== Segment start ==
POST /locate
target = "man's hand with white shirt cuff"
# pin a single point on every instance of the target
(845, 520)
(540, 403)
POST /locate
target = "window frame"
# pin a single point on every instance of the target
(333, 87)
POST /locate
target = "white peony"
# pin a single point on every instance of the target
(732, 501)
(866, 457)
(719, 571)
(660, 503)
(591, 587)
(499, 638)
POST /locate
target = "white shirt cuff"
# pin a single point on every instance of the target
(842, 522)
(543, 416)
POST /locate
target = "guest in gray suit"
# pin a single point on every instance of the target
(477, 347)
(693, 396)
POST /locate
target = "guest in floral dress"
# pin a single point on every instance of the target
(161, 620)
== Segment end ==
Task description
Tell how many lines in the data above hold "cuff". Nothing but the number.

Answer for the task
2